_Extrait du texte_.
Lors d’une intervention devant les députés de l’Assemblée populaire nationale, le ministre algérien de la Justice, Lotfi Boudjema a annoncé qu’après l’adoption de la nouvelle version du Code pénal, la justice aura le droit de rendre publique l’identité, voir la photographie, des trafiquants de drogue. Le ministre a insisté sur le fait que cette exposition ne se fera que pour les « grands barons » et que cela ne sera possible qu’en cas de flagrant délit. « Je ne parle pas de soupçons » ; a-t-il insisté.


Le représentant du gouvernement espère, par cette annonce ou décision, dissuader les trafiquants de drogue. Pour cela il donne une image complètement farfelue : « Lui (le trafiquant) n’a pas honte de dissimuler des millions de psychotropes et moi j’aurais honte de publier son identité et de le montrer de doigt devant les Algériens ! », s’est-il exclamé. Il jette ainsi un homme -même soupçonné de trafic de drogue- à la vindicte populaire et foule au pied un principe universel : la présomption d’innocence.

_Énoncé du problème_. Recopiez mot pour mot, dans l'extrait ci-dessus sur les trafiquants de drogue, le passage qui s'ouvre sur les mots contenant « Le représentant du » et se clôt sur « la présomption d’innocence. ».

_Segment de données_.
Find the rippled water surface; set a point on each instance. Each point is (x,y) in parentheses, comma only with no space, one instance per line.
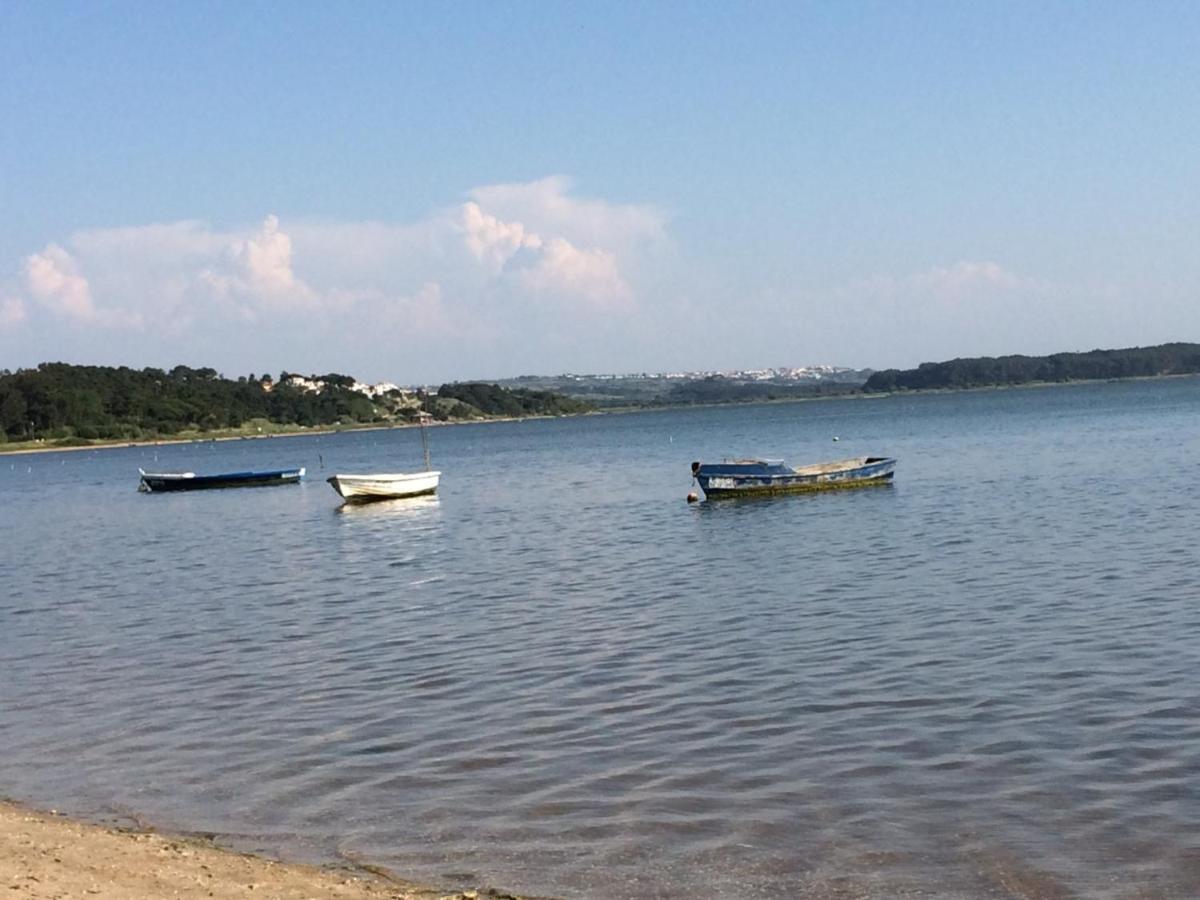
(559,678)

_Résultat attendu_.
Le représentant du gouvernement espère, par cette annonce ou décision, dissuader les trafiquants de drogue. Pour cela il donne une image complètement farfelue : « Lui (le trafiquant) n’a pas honte de dissimuler des millions de psychotropes et moi j’aurais honte de publier son identité et de le montrer de doigt devant les Algériens ! », s’est-il exclamé. Il jette ainsi un homme -même soupçonné de trafic de drogue- à la vindicte populaire et foule au pied un principe universel : la présomption d’innocence.